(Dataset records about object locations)
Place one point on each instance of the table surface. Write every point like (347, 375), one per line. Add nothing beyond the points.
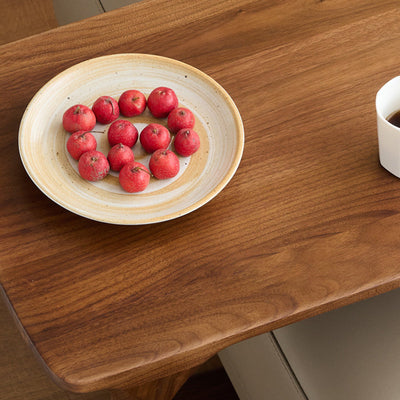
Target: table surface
(309, 223)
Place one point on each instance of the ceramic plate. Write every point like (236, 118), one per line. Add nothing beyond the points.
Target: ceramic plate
(42, 139)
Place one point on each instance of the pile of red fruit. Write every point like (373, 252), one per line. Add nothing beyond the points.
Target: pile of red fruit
(93, 165)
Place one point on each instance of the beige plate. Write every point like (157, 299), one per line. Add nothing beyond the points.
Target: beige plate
(42, 139)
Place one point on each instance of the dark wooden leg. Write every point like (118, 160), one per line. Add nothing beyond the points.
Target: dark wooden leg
(163, 389)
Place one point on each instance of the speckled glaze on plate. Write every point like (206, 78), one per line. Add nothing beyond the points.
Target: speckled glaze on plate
(42, 139)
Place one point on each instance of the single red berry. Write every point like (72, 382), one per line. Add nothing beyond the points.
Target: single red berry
(134, 177)
(154, 137)
(132, 103)
(79, 118)
(162, 101)
(180, 118)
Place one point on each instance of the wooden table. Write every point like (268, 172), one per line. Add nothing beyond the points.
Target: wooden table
(309, 223)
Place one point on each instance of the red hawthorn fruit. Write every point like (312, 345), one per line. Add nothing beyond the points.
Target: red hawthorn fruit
(154, 137)
(93, 165)
(79, 118)
(132, 103)
(134, 177)
(162, 101)
(186, 142)
(106, 109)
(119, 155)
(122, 131)
(180, 118)
(80, 142)
(164, 164)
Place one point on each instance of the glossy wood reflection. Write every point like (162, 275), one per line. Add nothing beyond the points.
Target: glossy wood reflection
(310, 221)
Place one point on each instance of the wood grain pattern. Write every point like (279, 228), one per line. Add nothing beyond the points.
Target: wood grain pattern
(310, 222)
(163, 389)
(25, 18)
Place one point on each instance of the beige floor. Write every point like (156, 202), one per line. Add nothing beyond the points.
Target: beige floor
(21, 376)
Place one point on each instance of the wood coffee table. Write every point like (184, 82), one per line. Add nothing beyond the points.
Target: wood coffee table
(310, 221)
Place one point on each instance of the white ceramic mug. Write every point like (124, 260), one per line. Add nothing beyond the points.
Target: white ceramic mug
(388, 103)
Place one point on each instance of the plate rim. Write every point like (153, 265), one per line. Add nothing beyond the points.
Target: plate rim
(118, 221)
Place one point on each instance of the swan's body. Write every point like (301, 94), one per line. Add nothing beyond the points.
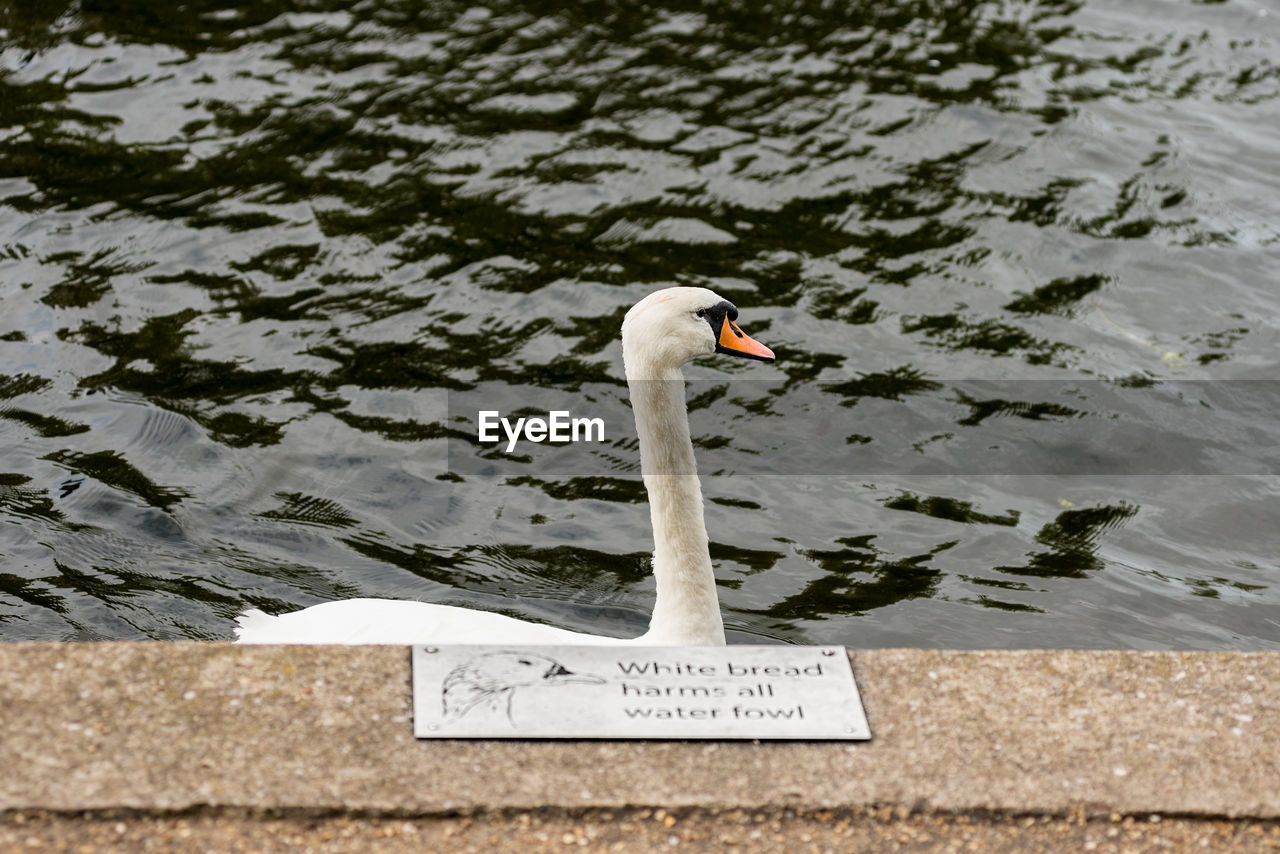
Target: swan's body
(659, 334)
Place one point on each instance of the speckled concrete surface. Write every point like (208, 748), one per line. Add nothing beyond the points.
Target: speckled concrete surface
(639, 831)
(206, 730)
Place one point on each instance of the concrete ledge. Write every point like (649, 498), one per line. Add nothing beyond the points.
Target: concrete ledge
(169, 729)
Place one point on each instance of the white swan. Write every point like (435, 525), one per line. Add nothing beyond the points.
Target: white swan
(659, 334)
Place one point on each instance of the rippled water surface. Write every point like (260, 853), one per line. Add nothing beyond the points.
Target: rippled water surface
(1018, 261)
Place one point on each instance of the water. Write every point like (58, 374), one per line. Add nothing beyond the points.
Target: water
(1018, 255)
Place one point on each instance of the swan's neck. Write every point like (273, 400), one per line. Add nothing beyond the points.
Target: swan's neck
(686, 611)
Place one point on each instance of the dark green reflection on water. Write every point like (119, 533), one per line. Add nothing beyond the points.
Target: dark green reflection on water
(250, 249)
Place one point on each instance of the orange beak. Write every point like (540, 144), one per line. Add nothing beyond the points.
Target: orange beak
(735, 342)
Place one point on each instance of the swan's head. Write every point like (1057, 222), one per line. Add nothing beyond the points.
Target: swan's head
(675, 325)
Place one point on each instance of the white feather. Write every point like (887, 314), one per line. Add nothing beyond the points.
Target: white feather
(659, 334)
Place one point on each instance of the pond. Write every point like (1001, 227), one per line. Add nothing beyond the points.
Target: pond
(261, 264)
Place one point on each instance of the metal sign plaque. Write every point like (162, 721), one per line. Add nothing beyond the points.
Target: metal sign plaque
(795, 693)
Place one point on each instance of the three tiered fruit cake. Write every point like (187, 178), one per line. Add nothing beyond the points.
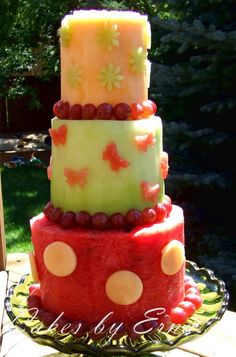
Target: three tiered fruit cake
(109, 244)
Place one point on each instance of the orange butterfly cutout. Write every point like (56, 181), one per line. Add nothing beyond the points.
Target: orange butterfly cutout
(58, 135)
(76, 177)
(111, 154)
(143, 141)
(149, 192)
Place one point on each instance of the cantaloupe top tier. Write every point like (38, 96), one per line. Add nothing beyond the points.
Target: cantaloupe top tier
(104, 57)
(109, 242)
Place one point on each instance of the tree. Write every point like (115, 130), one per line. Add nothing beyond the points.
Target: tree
(193, 77)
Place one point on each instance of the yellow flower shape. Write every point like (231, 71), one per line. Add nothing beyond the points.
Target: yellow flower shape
(138, 60)
(74, 75)
(65, 35)
(108, 37)
(110, 76)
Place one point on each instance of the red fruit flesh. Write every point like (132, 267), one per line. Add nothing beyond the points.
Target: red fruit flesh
(82, 294)
(105, 111)
(67, 220)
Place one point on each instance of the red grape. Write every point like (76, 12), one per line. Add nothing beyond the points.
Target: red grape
(148, 215)
(61, 109)
(48, 209)
(147, 108)
(154, 107)
(75, 111)
(192, 290)
(136, 110)
(133, 217)
(83, 219)
(122, 111)
(67, 219)
(117, 220)
(89, 111)
(100, 220)
(105, 111)
(190, 284)
(161, 212)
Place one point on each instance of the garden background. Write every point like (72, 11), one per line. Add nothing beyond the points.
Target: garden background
(193, 80)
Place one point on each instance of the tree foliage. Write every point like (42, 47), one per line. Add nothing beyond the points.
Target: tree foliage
(193, 77)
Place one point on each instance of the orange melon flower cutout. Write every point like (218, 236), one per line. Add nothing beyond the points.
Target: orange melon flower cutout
(58, 135)
(164, 165)
(74, 177)
(143, 141)
(111, 154)
(150, 192)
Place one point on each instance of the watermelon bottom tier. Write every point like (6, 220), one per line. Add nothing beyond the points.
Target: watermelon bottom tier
(125, 275)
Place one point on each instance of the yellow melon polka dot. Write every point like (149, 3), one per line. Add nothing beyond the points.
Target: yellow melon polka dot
(60, 259)
(34, 271)
(124, 287)
(172, 257)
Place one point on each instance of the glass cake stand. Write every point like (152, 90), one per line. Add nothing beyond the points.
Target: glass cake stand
(215, 301)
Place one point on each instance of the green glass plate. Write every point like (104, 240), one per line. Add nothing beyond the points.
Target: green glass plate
(215, 301)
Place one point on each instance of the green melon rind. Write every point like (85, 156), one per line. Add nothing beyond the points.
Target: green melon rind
(107, 190)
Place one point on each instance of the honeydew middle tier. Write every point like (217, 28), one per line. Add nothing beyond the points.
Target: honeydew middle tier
(107, 165)
(104, 57)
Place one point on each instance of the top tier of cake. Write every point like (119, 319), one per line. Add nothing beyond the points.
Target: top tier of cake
(104, 57)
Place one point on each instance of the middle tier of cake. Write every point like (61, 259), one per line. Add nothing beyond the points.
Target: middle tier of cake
(107, 165)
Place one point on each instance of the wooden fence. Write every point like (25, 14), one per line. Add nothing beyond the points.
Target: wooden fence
(17, 115)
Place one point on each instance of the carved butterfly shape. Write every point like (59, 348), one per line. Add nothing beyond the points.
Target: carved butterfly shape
(58, 135)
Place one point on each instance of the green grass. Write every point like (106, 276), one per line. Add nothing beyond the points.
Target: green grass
(25, 192)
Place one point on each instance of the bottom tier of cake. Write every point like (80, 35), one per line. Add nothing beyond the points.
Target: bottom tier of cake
(123, 276)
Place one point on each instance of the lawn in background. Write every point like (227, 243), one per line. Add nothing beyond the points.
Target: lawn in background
(25, 191)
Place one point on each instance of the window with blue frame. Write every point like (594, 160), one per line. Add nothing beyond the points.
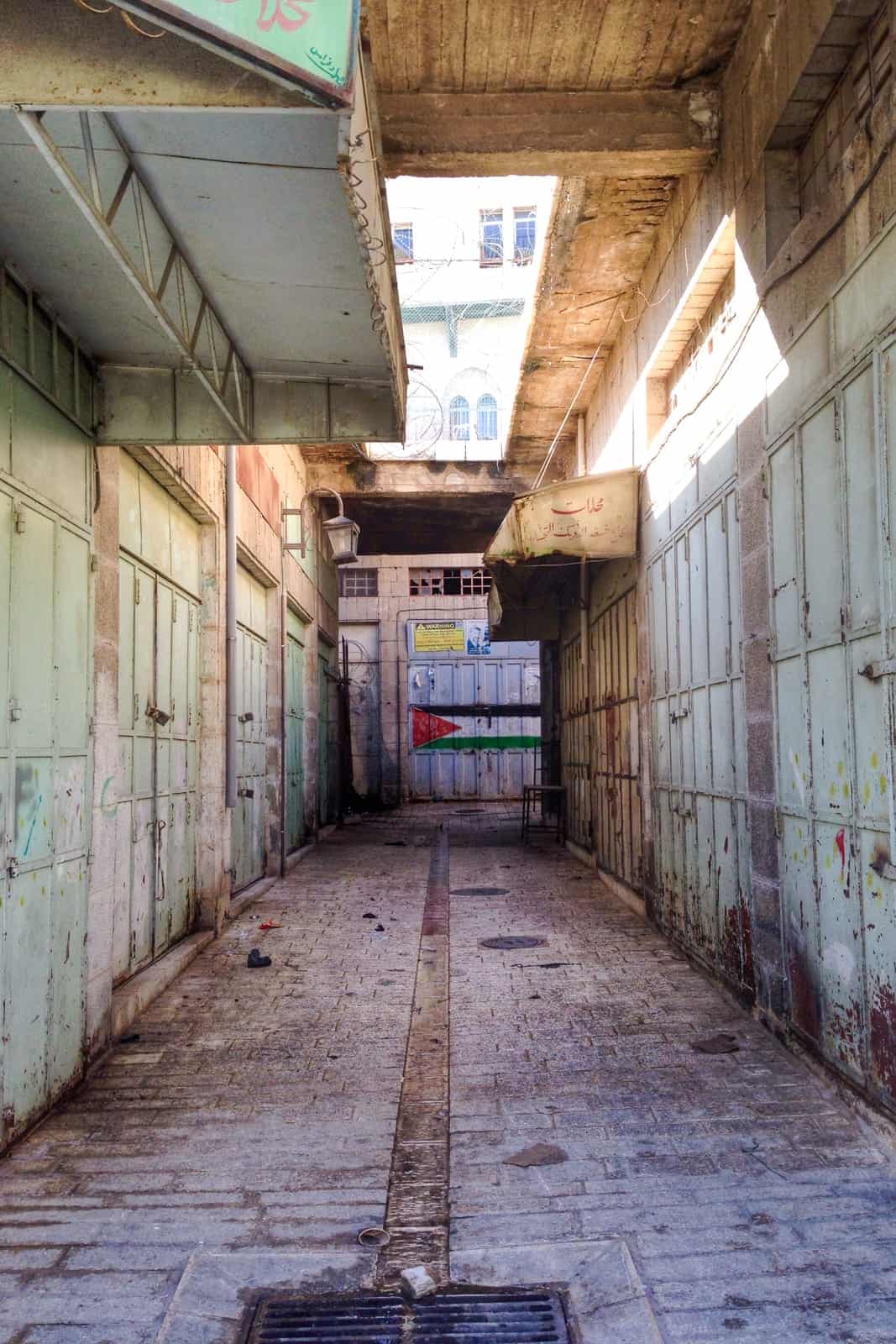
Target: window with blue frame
(459, 418)
(490, 237)
(523, 234)
(486, 417)
(403, 244)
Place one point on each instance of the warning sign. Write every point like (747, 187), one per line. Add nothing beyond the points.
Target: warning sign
(439, 638)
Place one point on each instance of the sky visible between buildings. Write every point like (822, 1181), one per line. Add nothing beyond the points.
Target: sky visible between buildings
(468, 253)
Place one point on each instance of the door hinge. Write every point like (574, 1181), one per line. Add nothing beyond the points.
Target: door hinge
(879, 669)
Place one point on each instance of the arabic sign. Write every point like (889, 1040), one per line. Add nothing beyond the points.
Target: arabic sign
(305, 44)
(450, 638)
(594, 517)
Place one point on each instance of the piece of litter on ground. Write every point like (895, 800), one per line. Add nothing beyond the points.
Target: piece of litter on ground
(418, 1283)
(539, 1155)
(723, 1043)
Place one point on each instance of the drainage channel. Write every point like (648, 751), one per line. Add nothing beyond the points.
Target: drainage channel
(417, 1210)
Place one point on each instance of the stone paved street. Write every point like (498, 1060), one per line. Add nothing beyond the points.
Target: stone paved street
(258, 1109)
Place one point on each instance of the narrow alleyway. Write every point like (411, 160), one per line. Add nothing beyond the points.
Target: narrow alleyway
(257, 1112)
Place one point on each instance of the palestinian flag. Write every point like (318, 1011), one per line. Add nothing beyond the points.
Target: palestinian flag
(432, 732)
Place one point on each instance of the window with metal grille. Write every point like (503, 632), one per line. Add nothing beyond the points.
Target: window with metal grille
(403, 244)
(459, 418)
(490, 237)
(358, 582)
(486, 417)
(473, 582)
(523, 234)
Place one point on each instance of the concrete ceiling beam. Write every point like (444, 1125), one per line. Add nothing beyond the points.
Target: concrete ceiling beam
(637, 134)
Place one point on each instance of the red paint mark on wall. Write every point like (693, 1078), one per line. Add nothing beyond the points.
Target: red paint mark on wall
(840, 842)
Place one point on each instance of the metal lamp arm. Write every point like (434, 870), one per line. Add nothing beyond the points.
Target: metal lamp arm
(300, 512)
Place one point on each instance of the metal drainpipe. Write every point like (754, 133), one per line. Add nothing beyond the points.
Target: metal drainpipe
(284, 617)
(230, 788)
(584, 652)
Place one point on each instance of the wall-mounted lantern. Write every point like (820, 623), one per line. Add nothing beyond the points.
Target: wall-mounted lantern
(342, 531)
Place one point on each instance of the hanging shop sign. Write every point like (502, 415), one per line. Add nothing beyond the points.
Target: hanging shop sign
(593, 517)
(450, 638)
(308, 45)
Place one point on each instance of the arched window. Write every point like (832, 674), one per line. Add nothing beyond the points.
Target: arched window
(459, 418)
(486, 417)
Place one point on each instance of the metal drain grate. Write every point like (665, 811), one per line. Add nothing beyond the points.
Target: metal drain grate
(511, 1316)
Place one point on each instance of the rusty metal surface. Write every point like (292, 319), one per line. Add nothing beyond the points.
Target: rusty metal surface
(417, 1214)
(831, 504)
(614, 746)
(698, 730)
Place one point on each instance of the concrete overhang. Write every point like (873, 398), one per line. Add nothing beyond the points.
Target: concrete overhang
(542, 543)
(221, 250)
(417, 507)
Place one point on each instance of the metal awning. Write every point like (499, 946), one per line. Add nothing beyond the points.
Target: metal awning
(546, 535)
(228, 269)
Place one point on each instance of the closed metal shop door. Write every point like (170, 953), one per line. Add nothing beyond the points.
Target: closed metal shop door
(474, 723)
(249, 857)
(295, 732)
(833, 501)
(46, 699)
(156, 898)
(363, 643)
(574, 743)
(699, 739)
(617, 797)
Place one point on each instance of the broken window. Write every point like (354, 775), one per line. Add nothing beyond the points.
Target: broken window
(486, 417)
(490, 237)
(459, 418)
(461, 582)
(523, 234)
(403, 244)
(358, 582)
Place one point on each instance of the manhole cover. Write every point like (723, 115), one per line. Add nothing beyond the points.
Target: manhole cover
(477, 1317)
(511, 942)
(479, 891)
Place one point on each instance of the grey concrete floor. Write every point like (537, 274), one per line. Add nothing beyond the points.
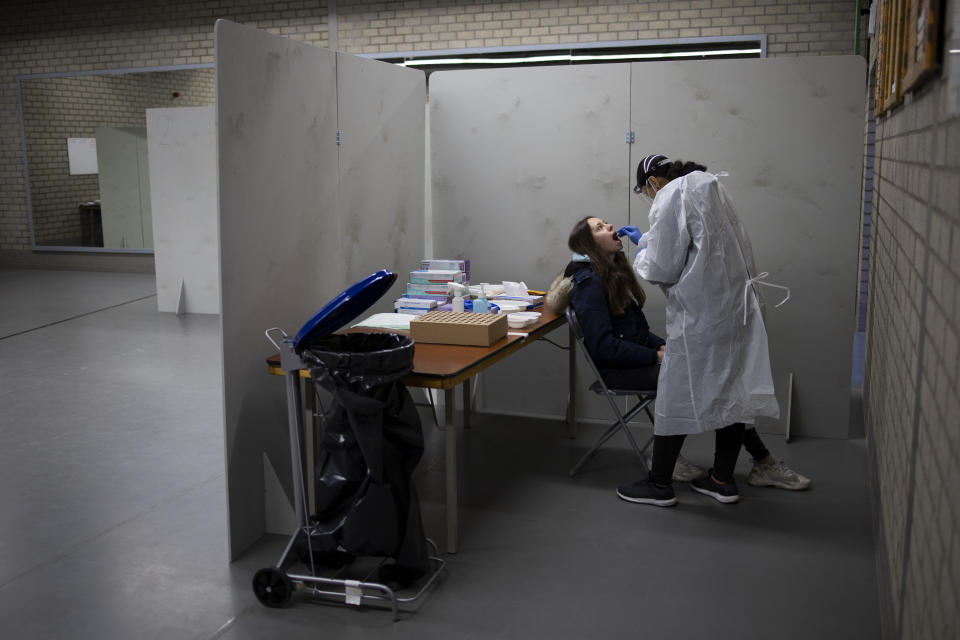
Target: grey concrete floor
(113, 510)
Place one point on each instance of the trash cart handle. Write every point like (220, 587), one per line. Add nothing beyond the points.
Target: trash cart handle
(270, 338)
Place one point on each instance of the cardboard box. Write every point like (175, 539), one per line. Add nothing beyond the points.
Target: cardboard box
(449, 327)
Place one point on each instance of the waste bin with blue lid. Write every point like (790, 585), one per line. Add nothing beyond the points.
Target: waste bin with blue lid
(366, 503)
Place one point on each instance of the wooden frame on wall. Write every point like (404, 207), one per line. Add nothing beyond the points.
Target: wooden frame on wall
(908, 33)
(923, 35)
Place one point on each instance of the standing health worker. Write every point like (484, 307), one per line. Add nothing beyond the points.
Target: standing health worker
(715, 374)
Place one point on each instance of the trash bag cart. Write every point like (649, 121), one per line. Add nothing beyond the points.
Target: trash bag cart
(364, 544)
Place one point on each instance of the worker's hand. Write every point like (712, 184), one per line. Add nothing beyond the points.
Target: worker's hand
(631, 232)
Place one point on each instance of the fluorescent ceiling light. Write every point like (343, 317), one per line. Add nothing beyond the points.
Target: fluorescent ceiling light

EXERCISE OBJECTIVE.
Return the rows from the line containing "Place one point on each instance of the metal lamp" through the line containing "(511, 1316)" with no changes, including both of those lines.

SOLUTION BELOW.
Place one point on each instance of the metal lamp arm. Write every point like (434, 870), one per line. Add nothing beyond the points.
Target: metal lamp arm
(300, 512)
Place one point on each instance of the metal drainpipe. Write every point like (754, 133), one per line. Add nothing beyond the points.
Target: metal drainpipe
(284, 617)
(230, 788)
(584, 652)
Place one point on each instance of the wall-mounted lantern. Write every point like (820, 623), one per line. Add nothing beyond the points.
Target: wall-mounted lantern
(342, 531)
Place one point on each instance of the hanging shop sign. Write every point like (502, 415), one per line. Add nothing beyond the points.
Target: hanging shop sign
(593, 517)
(450, 638)
(308, 45)
Place one point on each instance of the arched window. Write every point like (832, 674), one per line. Add nothing beyond the points.
Target: arched window
(459, 418)
(486, 417)
Place one point on each instance of the metal drain grate. Write every point like (665, 811), one per line. Add nothing beyond the points.
Target: metal drain grate
(511, 1316)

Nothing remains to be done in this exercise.